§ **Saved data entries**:
•••
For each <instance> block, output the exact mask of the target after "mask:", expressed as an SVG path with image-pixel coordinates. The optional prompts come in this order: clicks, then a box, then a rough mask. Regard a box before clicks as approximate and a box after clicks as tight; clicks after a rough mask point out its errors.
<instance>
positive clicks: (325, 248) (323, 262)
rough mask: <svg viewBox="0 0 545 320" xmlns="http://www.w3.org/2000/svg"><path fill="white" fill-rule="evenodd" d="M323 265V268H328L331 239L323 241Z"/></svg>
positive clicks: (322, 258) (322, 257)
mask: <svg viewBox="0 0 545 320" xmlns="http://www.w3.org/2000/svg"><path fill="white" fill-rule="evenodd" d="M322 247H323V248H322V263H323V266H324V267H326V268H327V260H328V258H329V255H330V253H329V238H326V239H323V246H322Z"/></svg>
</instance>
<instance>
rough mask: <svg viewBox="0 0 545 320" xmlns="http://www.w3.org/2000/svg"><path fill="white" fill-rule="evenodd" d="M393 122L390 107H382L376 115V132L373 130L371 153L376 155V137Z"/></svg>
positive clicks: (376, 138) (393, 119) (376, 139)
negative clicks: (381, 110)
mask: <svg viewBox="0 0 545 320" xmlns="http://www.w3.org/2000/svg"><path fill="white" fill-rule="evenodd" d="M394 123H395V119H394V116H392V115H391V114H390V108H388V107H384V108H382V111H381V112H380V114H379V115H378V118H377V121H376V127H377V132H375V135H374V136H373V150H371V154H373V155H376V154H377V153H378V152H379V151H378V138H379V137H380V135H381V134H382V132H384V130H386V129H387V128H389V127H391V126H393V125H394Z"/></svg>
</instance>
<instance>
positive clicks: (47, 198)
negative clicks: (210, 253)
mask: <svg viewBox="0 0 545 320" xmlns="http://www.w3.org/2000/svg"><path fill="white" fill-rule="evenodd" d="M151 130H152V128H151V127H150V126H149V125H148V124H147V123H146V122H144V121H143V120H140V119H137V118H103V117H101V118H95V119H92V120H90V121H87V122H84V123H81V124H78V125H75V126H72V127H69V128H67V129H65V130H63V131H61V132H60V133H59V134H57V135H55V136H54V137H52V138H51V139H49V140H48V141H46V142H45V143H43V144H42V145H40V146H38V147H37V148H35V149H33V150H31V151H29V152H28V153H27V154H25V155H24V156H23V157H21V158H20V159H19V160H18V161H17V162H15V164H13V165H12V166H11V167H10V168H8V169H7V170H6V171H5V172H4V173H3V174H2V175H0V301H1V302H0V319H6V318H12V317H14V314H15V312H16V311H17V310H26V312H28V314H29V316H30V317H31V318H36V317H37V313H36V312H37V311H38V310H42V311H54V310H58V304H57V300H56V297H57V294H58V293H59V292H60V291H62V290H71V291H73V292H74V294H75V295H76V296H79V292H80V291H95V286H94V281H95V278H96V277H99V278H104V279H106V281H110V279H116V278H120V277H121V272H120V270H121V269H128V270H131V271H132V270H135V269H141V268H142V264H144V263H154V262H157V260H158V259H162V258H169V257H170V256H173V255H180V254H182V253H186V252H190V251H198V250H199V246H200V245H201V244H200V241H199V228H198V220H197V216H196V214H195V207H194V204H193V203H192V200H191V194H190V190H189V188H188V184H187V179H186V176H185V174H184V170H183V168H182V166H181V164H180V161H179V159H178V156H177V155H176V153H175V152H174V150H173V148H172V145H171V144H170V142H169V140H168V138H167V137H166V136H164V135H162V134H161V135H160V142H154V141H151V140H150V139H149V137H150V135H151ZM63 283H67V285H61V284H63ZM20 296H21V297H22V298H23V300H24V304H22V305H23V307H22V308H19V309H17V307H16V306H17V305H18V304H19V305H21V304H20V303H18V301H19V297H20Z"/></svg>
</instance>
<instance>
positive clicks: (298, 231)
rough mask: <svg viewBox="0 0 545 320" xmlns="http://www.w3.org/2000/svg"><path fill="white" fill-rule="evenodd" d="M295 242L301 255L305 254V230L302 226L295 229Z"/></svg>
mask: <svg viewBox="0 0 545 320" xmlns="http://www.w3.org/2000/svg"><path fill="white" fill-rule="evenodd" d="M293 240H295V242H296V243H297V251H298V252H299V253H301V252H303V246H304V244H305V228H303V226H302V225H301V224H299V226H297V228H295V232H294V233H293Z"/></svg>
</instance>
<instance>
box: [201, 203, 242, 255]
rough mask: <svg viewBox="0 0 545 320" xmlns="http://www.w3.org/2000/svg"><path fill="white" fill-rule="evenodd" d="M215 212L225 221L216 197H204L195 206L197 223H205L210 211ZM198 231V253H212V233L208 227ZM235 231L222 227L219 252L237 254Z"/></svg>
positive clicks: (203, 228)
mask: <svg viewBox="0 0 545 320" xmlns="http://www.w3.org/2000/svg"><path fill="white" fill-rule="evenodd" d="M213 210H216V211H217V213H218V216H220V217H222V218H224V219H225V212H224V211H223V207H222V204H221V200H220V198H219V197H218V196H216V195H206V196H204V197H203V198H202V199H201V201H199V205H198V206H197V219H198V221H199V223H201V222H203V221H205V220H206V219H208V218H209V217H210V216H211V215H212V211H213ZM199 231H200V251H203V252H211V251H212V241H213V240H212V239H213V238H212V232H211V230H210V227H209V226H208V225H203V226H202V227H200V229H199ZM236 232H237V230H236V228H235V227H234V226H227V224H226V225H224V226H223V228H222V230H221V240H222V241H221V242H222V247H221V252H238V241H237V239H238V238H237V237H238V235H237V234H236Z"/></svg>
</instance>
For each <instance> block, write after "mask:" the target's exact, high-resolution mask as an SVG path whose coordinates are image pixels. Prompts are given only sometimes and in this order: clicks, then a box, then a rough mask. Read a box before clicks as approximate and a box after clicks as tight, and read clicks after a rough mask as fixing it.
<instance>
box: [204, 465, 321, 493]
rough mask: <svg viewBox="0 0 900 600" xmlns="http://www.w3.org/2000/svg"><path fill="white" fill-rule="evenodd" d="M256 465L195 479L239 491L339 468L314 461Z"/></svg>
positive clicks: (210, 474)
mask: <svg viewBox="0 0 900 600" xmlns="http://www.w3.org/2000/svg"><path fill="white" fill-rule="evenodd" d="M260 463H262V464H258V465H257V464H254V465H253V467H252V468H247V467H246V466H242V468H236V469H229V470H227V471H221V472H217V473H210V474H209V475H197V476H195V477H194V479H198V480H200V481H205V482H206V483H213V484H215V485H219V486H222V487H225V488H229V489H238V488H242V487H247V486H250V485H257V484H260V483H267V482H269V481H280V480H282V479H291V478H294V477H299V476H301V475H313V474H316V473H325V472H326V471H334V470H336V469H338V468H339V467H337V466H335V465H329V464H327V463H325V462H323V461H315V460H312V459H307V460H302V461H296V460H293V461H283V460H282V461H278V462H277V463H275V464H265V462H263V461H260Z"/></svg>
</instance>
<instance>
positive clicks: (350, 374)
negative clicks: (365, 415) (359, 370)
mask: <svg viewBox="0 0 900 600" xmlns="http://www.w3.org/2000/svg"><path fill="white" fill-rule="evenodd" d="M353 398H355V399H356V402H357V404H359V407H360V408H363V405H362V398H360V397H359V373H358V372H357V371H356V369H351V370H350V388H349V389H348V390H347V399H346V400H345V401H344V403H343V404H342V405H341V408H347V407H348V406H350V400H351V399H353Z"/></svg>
•••
§ **YOUR ASSIGNMENT**:
Please copy out all of the records above, line for line, without changing a single character.

§ **WRITTEN ANSWER**:
For each <instance> block, output the exact mask of the target after "mask:", expressed as an SVG path with image-pixel coordinates. The optional prompts come in this order: clicks, then a box, then a rough mask. Regard a box before clicks as approximate and a box after clicks as tight; clicks after a rough mask point out its errors.
<instance>
positive clicks: (325, 248) (323, 262)
rough mask: <svg viewBox="0 0 545 320" xmlns="http://www.w3.org/2000/svg"><path fill="white" fill-rule="evenodd" d="M323 265V268H328L331 239L323 241Z"/></svg>
positive clicks: (322, 258) (322, 257)
mask: <svg viewBox="0 0 545 320" xmlns="http://www.w3.org/2000/svg"><path fill="white" fill-rule="evenodd" d="M322 247H323V248H322V263H323V266H324V267H326V268H327V260H328V258H329V255H330V253H329V238H326V239H323V246H322Z"/></svg>
</instance>
<instance>
rough mask: <svg viewBox="0 0 545 320" xmlns="http://www.w3.org/2000/svg"><path fill="white" fill-rule="evenodd" d="M393 122L390 107H382L376 115V132L373 130L371 153L376 155V137Z"/></svg>
positive clicks: (376, 138) (393, 119) (376, 139)
negative clicks: (381, 110)
mask: <svg viewBox="0 0 545 320" xmlns="http://www.w3.org/2000/svg"><path fill="white" fill-rule="evenodd" d="M394 123H395V119H394V116H392V115H391V114H390V108H388V107H384V108H382V111H381V112H380V114H379V115H378V118H377V121H376V127H377V132H375V135H374V136H373V150H371V154H373V155H376V154H377V153H378V152H379V151H378V138H379V137H380V135H381V134H382V132H384V130H386V129H387V128H389V127H391V126H393V125H394Z"/></svg>
</instance>
<instance>
positive clicks: (47, 198)
negative clicks: (210, 253)
mask: <svg viewBox="0 0 545 320" xmlns="http://www.w3.org/2000/svg"><path fill="white" fill-rule="evenodd" d="M151 130H152V128H151V127H150V126H149V125H148V124H147V123H146V122H144V121H143V120H140V119H137V118H103V117H101V118H95V119H92V120H90V121H87V122H84V123H81V124H78V125H75V126H72V127H69V128H67V129H65V130H63V131H61V132H60V133H59V134H57V135H55V136H54V137H52V138H51V139H49V140H48V141H46V142H45V143H43V144H42V145H40V146H38V147H37V148H35V149H33V150H31V151H29V152H28V153H27V154H25V155H24V156H23V157H21V158H20V159H19V160H18V161H17V162H15V164H13V165H12V166H11V167H10V168H8V169H7V170H6V171H5V172H4V173H3V174H2V175H0V301H1V302H0V319H6V318H12V317H14V314H15V312H16V311H17V310H26V312H28V314H29V316H30V317H31V318H36V317H37V313H36V312H37V311H38V310H42V311H54V310H58V304H57V300H56V297H57V294H58V293H59V292H60V291H62V290H71V291H73V292H74V294H75V295H76V296H79V292H80V291H95V286H94V281H95V278H96V277H99V278H104V279H106V281H110V279H116V278H120V277H121V272H120V270H121V269H128V270H131V271H132V270H135V269H141V268H142V264H144V263H154V262H157V260H158V259H162V258H169V257H170V256H173V255H180V254H182V253H186V252H190V251H198V250H199V246H200V245H201V244H200V241H199V228H198V220H197V216H196V214H195V207H194V204H193V203H192V200H191V194H190V190H189V188H188V184H187V179H186V176H185V174H184V170H183V168H182V166H181V164H180V161H179V159H178V156H177V155H176V153H175V152H174V150H173V148H172V145H171V144H170V142H169V140H168V138H167V137H166V136H164V135H162V134H161V135H160V142H154V141H151V140H150V139H149V137H150V135H151ZM63 283H67V285H61V284H63ZM20 296H21V297H22V298H23V300H24V304H22V305H23V307H22V308H19V309H17V307H16V306H17V305H18V304H19V305H21V304H20V303H18V301H19V297H20Z"/></svg>
</instance>
<instance>
positive clicks: (298, 231)
rough mask: <svg viewBox="0 0 545 320" xmlns="http://www.w3.org/2000/svg"><path fill="white" fill-rule="evenodd" d="M295 242L301 255L305 254V230L302 226L295 229Z"/></svg>
mask: <svg viewBox="0 0 545 320" xmlns="http://www.w3.org/2000/svg"><path fill="white" fill-rule="evenodd" d="M293 240H295V242H296V243H297V251H298V252H299V253H301V252H303V246H304V244H305V228H303V226H302V225H301V224H299V226H297V228H295V232H294V233H293Z"/></svg>
</instance>
<instance>
box: [201, 203, 242, 255]
rough mask: <svg viewBox="0 0 545 320" xmlns="http://www.w3.org/2000/svg"><path fill="white" fill-rule="evenodd" d="M215 212L225 221L216 197H204L195 206L197 223H205L210 211ZM198 231V253H212V233L208 227ZM235 231L222 227L219 252L237 254Z"/></svg>
positive clicks: (203, 228)
mask: <svg viewBox="0 0 545 320" xmlns="http://www.w3.org/2000/svg"><path fill="white" fill-rule="evenodd" d="M213 210H216V211H217V213H218V216H220V217H222V218H224V219H225V212H224V211H223V207H222V204H221V200H220V198H219V197H218V196H216V195H206V196H204V197H203V198H202V199H201V201H199V205H198V206H197V219H198V221H199V223H201V222H203V221H205V220H206V219H208V218H209V217H210V216H211V215H212V211H213ZM199 231H200V251H203V252H211V251H212V241H213V240H212V239H213V238H212V232H211V230H210V227H209V226H208V225H203V226H202V227H200V229H199ZM236 232H237V230H236V228H235V227H234V226H227V224H226V225H224V226H223V228H222V230H221V240H222V241H221V242H222V247H221V252H238V241H237V239H238V238H237V237H238V235H237V234H236Z"/></svg>
</instance>
For each <instance> block, write after "mask:" the target's exact, high-resolution mask as an SVG path whose coordinates are image pixels. Prompts are given only sometimes and in this order: clicks, then a box, then a rough mask. Read a box before clicks as approximate and a box after clicks as tight, and read clicks after a rough mask as fixing it.
<instance>
box: [204, 465, 321, 493]
rough mask: <svg viewBox="0 0 900 600" xmlns="http://www.w3.org/2000/svg"><path fill="white" fill-rule="evenodd" d="M256 465L195 479L239 491L339 468L314 461Z"/></svg>
positive clicks: (210, 474)
mask: <svg viewBox="0 0 900 600" xmlns="http://www.w3.org/2000/svg"><path fill="white" fill-rule="evenodd" d="M260 463H262V464H258V465H257V464H254V465H253V467H252V468H247V467H246V466H242V468H236V469H229V470H227V471H221V472H217V473H210V474H209V475H197V476H195V477H194V479H198V480H200V481H205V482H206V483H213V484H215V485H219V486H222V487H225V488H229V489H238V488H242V487H247V486H250V485H257V484H260V483H267V482H269V481H280V480H282V479H291V478H294V477H299V476H301V475H313V474H316V473H325V472H326V471H334V470H336V469H338V468H339V467H337V466H335V465H329V464H327V463H325V462H323V461H315V460H312V459H307V460H302V461H296V460H293V461H283V460H282V461H278V462H277V463H275V464H265V462H263V461H260Z"/></svg>
</instance>
<instance>
positive clicks: (350, 374)
negative clicks: (365, 415) (359, 370)
mask: <svg viewBox="0 0 900 600" xmlns="http://www.w3.org/2000/svg"><path fill="white" fill-rule="evenodd" d="M353 398H355V399H356V402H357V404H359V407H360V408H363V405H362V398H360V397H359V373H358V372H357V371H356V369H351V370H350V388H349V389H348V390H347V399H346V400H345V401H344V403H343V404H342V405H341V408H347V407H348V406H350V400H351V399H353Z"/></svg>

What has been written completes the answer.